_PROBLEM TO SOLVE_:
Pull out every line below that contains the string "small".

— start of DATA ROWS —

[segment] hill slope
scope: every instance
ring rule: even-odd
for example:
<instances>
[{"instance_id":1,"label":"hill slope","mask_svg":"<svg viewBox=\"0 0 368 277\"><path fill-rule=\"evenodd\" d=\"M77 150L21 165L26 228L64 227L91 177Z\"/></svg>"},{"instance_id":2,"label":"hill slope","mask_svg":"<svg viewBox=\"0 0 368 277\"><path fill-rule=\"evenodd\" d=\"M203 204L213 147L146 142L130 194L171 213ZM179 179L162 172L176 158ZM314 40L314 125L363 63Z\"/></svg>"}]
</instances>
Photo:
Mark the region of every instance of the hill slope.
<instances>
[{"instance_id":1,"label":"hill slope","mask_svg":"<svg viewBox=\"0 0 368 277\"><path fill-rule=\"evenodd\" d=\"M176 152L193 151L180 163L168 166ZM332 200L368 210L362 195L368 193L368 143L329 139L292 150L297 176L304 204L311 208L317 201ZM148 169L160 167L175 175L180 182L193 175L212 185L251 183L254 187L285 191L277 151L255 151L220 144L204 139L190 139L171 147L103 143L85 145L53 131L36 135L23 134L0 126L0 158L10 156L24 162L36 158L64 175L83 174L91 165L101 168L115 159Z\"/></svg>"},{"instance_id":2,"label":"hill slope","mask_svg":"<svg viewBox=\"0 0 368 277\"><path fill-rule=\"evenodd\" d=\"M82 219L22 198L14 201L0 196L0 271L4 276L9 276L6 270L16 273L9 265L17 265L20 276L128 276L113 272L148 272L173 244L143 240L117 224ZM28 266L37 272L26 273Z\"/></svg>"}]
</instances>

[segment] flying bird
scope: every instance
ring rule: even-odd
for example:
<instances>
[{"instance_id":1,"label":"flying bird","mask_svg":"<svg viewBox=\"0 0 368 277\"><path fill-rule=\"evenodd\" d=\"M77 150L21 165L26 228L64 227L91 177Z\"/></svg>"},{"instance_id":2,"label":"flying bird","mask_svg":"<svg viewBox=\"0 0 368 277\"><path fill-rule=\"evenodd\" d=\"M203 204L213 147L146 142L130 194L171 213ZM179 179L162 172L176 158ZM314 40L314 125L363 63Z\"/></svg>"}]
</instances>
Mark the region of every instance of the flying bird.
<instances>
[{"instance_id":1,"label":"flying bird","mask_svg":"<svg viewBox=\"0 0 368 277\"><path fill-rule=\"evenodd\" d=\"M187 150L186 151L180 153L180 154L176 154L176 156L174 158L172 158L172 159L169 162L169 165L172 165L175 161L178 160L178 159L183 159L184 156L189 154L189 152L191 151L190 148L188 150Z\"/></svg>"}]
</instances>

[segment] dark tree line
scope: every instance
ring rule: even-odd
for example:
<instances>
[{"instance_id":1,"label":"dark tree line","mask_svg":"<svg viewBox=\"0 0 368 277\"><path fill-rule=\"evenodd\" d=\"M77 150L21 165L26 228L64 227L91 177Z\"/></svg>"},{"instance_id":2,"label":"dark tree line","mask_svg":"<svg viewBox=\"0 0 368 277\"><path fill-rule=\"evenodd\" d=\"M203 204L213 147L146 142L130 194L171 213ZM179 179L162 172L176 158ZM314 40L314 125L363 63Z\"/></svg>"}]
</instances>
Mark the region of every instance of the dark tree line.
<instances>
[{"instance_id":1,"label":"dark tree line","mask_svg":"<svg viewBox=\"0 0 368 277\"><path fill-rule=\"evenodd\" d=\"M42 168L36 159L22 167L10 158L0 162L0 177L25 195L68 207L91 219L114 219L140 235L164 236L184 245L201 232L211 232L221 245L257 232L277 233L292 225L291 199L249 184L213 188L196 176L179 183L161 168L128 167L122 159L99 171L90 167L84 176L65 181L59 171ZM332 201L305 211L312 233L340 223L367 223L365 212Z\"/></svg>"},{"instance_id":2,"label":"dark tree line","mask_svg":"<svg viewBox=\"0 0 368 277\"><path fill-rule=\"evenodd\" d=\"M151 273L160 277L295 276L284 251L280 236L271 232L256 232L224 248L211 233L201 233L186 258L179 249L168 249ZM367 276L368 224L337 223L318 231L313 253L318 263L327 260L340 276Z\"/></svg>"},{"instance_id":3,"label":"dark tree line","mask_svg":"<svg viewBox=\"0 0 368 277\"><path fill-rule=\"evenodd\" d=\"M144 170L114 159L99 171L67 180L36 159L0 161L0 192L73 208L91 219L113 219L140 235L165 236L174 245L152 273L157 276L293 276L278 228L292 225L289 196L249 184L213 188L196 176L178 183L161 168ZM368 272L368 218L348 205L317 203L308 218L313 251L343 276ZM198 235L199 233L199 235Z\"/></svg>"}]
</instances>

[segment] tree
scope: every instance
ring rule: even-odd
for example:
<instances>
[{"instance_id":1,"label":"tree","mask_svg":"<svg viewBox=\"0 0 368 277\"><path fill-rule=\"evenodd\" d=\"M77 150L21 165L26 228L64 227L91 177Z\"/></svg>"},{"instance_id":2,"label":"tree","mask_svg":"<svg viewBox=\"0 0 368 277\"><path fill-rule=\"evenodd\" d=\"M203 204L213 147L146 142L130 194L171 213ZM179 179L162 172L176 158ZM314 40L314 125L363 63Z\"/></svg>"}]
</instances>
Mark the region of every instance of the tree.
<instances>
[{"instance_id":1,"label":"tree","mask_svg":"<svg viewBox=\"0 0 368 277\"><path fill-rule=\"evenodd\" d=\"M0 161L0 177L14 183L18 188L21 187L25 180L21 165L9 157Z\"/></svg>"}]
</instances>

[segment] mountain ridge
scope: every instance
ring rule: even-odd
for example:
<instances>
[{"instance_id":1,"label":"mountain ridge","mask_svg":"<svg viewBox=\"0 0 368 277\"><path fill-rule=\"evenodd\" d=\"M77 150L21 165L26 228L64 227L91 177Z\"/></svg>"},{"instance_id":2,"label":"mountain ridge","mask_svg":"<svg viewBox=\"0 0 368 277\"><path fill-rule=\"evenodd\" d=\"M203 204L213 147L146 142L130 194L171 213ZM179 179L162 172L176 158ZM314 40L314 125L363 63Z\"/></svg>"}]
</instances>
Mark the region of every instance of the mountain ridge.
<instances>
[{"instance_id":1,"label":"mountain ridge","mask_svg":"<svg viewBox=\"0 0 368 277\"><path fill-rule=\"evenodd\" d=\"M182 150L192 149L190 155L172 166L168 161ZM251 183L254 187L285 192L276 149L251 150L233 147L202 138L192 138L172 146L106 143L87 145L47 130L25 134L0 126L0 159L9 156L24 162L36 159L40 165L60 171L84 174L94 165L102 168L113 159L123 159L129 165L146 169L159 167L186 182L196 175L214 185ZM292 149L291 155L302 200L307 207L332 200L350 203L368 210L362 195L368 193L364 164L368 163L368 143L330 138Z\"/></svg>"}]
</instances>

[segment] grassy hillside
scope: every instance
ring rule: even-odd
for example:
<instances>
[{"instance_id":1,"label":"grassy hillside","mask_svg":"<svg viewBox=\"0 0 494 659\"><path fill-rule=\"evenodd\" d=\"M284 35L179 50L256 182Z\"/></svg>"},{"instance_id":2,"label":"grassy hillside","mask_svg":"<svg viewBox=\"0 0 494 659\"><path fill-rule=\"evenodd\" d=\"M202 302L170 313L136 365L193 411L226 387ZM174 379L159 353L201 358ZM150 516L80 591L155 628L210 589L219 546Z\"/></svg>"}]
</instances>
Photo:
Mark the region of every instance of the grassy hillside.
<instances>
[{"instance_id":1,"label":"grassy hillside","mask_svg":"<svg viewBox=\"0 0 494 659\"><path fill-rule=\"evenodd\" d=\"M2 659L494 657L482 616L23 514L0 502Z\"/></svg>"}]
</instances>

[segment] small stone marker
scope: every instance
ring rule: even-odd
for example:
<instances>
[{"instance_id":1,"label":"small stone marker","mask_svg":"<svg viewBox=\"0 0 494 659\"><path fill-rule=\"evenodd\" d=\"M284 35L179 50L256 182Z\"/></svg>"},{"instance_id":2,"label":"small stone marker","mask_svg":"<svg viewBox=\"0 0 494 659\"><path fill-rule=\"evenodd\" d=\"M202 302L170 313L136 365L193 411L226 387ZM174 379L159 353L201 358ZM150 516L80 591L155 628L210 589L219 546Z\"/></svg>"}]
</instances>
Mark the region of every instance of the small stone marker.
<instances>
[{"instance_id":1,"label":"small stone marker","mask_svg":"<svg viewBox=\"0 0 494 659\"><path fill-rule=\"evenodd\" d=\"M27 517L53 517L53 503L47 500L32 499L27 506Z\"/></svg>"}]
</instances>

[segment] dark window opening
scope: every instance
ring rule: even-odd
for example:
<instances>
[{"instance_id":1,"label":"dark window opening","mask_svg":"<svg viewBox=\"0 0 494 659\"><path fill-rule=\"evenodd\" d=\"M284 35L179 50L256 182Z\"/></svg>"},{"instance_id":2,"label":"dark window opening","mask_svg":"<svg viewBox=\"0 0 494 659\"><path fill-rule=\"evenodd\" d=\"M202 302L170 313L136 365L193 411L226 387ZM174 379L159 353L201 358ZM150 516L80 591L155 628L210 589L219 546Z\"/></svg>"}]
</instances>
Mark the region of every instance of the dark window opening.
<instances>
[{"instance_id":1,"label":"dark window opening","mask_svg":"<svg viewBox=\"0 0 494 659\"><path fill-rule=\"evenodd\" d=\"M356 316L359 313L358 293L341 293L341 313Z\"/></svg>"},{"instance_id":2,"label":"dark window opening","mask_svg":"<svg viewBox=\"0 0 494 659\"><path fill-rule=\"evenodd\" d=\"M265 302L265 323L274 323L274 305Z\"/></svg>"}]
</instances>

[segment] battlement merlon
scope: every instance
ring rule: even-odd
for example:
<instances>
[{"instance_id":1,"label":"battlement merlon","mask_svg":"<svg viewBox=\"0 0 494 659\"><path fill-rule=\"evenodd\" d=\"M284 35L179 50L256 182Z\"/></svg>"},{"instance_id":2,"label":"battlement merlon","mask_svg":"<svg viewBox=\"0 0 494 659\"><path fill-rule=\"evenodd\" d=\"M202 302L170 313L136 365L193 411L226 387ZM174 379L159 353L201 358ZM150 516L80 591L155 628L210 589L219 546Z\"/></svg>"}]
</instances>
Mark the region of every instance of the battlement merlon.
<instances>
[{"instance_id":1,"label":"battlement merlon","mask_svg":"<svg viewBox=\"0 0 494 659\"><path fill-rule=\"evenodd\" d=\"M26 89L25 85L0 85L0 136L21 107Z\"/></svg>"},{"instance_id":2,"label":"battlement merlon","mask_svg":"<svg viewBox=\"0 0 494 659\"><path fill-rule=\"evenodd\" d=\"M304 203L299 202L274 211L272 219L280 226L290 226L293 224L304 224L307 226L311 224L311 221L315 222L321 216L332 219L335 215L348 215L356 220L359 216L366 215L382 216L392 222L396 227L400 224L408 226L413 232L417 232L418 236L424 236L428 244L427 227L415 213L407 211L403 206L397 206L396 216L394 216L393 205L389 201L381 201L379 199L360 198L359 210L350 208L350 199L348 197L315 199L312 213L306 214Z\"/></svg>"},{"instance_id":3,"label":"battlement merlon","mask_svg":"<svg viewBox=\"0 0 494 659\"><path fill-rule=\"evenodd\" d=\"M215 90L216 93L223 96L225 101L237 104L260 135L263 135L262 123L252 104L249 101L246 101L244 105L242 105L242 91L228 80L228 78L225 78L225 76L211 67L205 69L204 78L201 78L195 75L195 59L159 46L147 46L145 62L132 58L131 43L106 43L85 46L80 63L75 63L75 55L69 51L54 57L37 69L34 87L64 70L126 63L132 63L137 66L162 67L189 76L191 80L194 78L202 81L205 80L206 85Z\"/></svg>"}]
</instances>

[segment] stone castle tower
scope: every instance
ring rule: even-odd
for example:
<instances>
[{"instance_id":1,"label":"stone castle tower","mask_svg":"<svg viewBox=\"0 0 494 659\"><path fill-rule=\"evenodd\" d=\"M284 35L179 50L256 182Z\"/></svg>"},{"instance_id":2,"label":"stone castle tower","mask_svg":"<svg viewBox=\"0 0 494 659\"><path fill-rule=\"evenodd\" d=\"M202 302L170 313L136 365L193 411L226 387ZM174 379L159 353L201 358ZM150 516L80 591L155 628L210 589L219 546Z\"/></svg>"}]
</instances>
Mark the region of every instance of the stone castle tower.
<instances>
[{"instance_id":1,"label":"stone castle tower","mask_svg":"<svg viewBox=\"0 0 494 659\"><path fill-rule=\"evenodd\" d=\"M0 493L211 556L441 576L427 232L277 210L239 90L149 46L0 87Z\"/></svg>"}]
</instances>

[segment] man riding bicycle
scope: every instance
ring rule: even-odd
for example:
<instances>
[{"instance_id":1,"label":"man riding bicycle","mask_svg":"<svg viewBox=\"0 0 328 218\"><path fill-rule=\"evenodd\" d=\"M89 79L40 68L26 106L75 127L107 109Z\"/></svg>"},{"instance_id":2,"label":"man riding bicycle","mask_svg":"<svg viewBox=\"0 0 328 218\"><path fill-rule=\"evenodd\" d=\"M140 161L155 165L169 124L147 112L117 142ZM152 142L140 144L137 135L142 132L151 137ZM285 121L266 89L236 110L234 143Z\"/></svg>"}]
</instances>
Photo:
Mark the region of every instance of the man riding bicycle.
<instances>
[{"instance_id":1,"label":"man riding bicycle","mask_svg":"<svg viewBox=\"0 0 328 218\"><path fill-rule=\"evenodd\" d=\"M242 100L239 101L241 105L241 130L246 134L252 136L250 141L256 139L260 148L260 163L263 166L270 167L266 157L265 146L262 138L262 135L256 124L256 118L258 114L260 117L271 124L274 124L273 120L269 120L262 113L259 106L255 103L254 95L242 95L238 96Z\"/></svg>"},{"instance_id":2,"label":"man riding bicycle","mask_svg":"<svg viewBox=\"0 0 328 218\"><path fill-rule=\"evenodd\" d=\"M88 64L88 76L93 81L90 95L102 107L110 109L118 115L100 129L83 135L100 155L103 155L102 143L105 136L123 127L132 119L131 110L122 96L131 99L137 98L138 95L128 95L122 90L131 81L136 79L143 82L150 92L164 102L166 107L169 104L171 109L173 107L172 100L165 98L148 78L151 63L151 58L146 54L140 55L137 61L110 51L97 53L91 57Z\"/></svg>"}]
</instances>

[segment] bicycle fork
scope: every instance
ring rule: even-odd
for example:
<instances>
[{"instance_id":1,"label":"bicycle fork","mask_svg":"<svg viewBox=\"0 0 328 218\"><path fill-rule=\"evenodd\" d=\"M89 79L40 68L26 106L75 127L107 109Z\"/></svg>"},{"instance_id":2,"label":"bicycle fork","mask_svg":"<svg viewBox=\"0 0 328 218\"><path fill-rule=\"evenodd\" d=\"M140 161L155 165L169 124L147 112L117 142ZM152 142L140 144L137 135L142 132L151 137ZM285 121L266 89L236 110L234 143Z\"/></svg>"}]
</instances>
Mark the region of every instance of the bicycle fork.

— end of DATA ROWS —

_EXERCISE OUTPUT_:
[segment] small stone marker
[{"instance_id":1,"label":"small stone marker","mask_svg":"<svg viewBox=\"0 0 494 659\"><path fill-rule=\"evenodd\" d=\"M284 35L179 50L256 182Z\"/></svg>"},{"instance_id":2,"label":"small stone marker","mask_svg":"<svg viewBox=\"0 0 494 659\"><path fill-rule=\"evenodd\" d=\"M202 302L170 313L136 365L193 411L226 387ZM174 379L159 353L201 358ZM150 516L80 591L155 628L210 589L219 546Z\"/></svg>"}]
Mark the region of every instance of the small stone marker.
[{"instance_id":1,"label":"small stone marker","mask_svg":"<svg viewBox=\"0 0 494 659\"><path fill-rule=\"evenodd\" d=\"M27 517L53 517L53 503L47 500L32 499L27 506Z\"/></svg>"}]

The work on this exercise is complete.